▶ _Recorded information_:
== == ==

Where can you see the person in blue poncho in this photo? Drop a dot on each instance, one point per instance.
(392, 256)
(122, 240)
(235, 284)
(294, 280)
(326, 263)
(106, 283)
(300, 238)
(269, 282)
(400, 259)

== == ==

▶ _Your goal_: Every record should be given again exactly.

▶ _Answer space_:
Where can you see the person in blue poncho in this photo? Drop a dot on each instance, one point per instance.
(392, 256)
(122, 240)
(235, 284)
(294, 280)
(326, 263)
(106, 283)
(300, 238)
(269, 282)
(400, 259)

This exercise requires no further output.